** begin RECORDS FOR THIS TASK **
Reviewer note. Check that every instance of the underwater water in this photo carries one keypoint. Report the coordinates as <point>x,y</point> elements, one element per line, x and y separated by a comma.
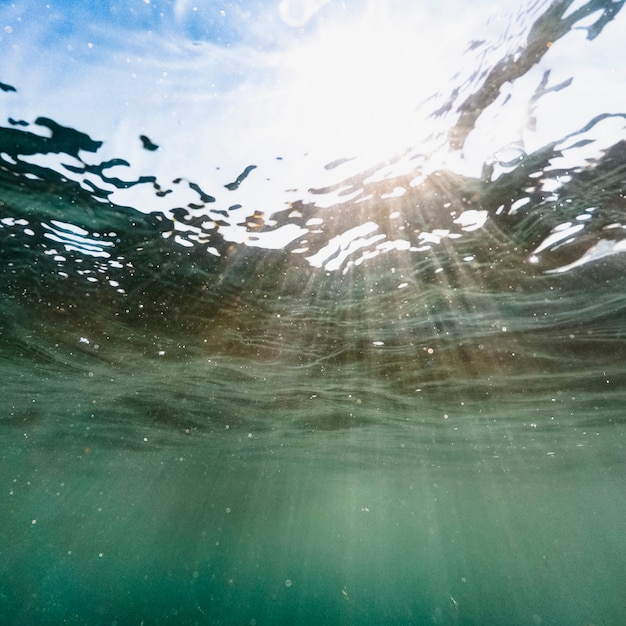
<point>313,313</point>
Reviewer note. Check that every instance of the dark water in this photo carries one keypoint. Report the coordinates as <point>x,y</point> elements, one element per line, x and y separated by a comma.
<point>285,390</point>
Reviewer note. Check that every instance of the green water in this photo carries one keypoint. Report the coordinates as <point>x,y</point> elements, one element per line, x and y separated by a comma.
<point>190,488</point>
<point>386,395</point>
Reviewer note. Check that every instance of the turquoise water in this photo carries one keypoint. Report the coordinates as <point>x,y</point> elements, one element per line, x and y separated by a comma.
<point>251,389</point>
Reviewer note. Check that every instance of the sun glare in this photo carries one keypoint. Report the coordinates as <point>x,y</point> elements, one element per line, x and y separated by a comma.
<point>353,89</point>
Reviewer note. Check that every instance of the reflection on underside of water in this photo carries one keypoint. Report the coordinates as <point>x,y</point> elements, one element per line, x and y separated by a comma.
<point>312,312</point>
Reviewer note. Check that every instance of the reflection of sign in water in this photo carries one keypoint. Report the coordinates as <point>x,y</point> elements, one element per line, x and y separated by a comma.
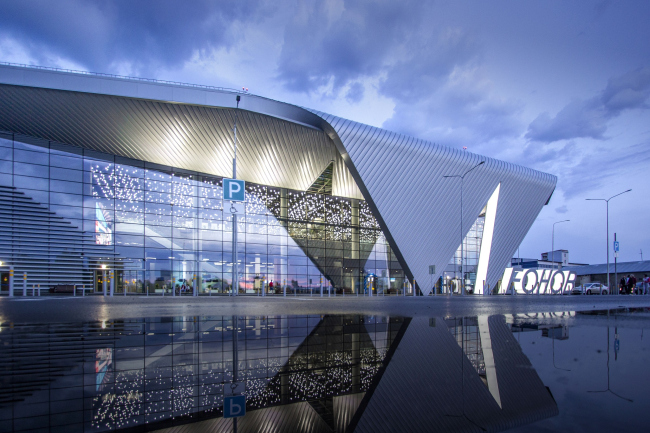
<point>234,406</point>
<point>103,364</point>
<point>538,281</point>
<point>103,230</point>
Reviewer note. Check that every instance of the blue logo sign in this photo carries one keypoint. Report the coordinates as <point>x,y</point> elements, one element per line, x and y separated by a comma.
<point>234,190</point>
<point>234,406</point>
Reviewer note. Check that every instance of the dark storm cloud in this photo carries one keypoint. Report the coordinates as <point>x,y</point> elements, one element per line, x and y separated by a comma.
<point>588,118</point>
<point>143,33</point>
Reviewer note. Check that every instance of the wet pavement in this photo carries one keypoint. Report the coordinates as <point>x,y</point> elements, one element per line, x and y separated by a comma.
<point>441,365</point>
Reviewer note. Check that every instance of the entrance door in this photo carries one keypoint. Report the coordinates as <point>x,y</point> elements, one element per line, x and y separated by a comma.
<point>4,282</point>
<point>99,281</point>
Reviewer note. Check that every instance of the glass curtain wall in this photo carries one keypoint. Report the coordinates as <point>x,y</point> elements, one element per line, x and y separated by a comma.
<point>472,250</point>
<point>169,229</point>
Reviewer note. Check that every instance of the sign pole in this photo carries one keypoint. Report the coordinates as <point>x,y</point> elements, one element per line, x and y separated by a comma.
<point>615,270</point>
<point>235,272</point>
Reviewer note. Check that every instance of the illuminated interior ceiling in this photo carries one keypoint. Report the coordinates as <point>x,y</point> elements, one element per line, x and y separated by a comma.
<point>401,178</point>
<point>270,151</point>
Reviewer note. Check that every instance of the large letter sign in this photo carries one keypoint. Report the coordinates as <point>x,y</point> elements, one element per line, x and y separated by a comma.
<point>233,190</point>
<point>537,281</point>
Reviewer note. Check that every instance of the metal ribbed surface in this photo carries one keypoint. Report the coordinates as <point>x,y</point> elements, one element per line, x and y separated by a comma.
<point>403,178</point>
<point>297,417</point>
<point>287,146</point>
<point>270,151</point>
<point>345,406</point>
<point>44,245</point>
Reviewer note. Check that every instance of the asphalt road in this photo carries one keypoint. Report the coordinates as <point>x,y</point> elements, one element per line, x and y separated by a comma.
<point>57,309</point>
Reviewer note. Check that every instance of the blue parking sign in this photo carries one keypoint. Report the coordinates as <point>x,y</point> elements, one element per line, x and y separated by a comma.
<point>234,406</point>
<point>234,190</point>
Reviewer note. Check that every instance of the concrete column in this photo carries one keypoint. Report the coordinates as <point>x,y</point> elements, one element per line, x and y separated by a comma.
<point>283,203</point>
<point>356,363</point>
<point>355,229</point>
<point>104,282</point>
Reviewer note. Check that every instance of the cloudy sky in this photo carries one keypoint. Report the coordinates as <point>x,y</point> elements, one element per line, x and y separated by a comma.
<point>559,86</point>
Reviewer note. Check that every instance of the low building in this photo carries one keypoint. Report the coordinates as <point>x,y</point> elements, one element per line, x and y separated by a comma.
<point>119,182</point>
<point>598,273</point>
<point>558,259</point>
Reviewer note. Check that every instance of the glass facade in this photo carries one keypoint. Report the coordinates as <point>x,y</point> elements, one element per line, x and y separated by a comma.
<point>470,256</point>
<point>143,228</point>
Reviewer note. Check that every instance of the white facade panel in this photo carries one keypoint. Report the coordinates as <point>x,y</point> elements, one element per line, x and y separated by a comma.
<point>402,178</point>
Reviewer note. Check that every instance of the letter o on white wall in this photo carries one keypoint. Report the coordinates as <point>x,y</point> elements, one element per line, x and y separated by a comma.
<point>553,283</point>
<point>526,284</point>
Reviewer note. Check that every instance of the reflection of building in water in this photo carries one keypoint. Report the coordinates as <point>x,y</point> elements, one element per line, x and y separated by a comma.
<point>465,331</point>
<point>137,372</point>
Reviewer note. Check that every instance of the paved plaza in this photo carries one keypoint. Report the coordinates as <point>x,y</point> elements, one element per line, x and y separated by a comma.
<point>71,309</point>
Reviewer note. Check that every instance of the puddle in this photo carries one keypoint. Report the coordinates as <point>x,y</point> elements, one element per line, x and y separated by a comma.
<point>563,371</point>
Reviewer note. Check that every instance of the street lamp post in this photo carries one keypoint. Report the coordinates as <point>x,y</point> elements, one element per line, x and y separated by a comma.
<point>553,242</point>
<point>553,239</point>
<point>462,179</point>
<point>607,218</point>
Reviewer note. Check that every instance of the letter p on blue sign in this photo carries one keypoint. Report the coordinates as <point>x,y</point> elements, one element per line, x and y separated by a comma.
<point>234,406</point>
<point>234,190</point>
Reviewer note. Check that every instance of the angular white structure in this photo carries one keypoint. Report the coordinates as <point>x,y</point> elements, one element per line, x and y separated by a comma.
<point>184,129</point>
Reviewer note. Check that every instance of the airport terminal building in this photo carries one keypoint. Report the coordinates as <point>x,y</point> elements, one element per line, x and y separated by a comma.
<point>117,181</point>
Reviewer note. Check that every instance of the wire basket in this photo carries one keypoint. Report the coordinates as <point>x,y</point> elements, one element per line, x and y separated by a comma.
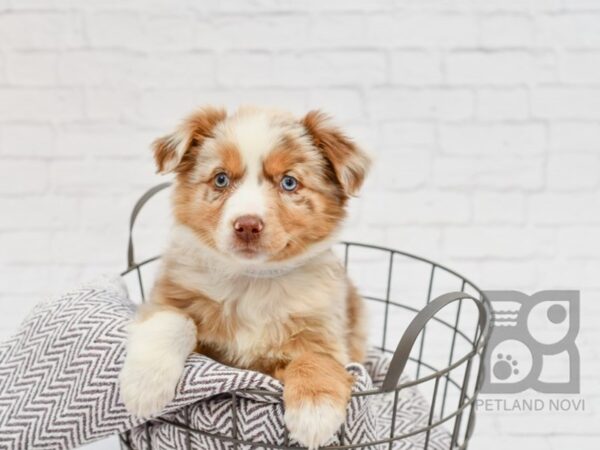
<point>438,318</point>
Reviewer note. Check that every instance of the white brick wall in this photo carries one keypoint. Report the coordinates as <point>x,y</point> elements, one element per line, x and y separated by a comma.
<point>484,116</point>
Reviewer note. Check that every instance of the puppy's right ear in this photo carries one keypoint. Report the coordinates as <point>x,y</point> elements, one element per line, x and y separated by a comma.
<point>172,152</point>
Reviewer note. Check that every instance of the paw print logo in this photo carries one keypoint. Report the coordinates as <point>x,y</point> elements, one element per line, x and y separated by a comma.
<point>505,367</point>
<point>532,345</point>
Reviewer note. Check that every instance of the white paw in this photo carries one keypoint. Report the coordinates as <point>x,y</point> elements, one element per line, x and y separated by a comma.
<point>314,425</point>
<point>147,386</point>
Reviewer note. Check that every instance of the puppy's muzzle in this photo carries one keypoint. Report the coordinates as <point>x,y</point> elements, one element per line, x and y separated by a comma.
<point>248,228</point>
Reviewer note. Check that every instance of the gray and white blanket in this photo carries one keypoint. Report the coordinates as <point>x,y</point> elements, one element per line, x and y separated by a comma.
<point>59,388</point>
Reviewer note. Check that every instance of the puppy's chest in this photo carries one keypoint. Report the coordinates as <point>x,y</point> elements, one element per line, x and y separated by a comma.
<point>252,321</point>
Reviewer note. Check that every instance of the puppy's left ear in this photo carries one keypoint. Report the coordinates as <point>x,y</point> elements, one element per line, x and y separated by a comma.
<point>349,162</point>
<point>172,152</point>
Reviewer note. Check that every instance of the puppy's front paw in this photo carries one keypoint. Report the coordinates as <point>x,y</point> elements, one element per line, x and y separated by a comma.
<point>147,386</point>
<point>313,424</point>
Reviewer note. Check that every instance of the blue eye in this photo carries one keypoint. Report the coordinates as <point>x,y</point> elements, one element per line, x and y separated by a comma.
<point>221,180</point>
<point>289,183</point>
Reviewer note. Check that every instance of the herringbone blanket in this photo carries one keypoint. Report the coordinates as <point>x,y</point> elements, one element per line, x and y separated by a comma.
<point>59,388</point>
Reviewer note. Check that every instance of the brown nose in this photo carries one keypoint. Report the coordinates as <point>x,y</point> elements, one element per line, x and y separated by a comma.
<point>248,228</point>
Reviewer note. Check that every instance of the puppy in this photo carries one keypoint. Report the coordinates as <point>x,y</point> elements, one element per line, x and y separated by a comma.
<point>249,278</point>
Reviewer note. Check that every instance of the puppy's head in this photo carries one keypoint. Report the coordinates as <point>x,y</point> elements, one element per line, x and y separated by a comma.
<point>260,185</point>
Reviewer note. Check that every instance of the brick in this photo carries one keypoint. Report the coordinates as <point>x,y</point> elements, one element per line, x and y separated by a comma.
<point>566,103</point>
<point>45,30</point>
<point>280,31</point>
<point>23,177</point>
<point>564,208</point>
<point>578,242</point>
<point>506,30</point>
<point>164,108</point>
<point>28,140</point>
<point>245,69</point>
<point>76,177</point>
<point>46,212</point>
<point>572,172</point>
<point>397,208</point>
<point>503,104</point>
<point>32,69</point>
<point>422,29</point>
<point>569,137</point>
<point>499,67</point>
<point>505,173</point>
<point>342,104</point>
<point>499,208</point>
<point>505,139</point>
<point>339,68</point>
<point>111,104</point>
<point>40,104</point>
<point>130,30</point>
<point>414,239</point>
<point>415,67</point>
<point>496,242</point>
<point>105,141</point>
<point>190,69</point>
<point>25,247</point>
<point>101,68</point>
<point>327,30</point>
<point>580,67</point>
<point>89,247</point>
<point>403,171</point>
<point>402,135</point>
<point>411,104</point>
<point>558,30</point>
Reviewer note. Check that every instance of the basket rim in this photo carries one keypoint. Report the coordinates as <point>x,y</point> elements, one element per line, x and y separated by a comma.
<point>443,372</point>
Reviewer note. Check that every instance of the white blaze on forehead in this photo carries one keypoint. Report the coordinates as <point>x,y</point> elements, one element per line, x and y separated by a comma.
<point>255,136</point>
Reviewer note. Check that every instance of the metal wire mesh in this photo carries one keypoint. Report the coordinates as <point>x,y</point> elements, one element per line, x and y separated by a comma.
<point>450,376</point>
** end RECORDS FOR THIS TASK **
WHAT YOU NEED TO DO: Revise the lines from the one containing "Reviewer note. Check that every instance of the paved" through the one containing "<point>117,181</point>", changing "street lamp post" to "streetlight" and leaving everything else as it is. Return only those lines.

EXERCISE RESULT:
Reviewer note. Check that every instance of the paved plaza in this photo carries one keypoint. Report the coordinates as <point>x,y</point> elements, one element per line, x and y separated by a comma.
<point>71,309</point>
Reviewer note. Check that every instance of the puddle in this photo carries one keypoint. Report the coordinates as <point>x,y</point> elements, one element per line, x and y separated by a comma.
<point>563,371</point>
Reviewer note. Check that every instance of the streetlight in this photo carries one keypoint. Report the coordinates as <point>x,y</point> elements, one element per line, x and y separated by a comma.
<point>553,242</point>
<point>553,239</point>
<point>462,179</point>
<point>607,218</point>
Reviewer note. Check that every instance of the letter p on blue sign in this photo carries one keypoint. Report the coordinates as <point>x,y</point> elements, one element per line, x and y separated by a comma.
<point>234,406</point>
<point>234,190</point>
Reviewer note. Check that every instance of the angular white structure in this photo carries one keypoint. Report the coordinates as <point>x,y</point> elements, one element per line, x and y separated by a comma.
<point>184,129</point>
Reviewer note. Check that every instance of the airport terminal building in this photo carries one keypoint. Report the coordinates as <point>x,y</point> elements, one element per line, x and y separated by a comma.
<point>117,181</point>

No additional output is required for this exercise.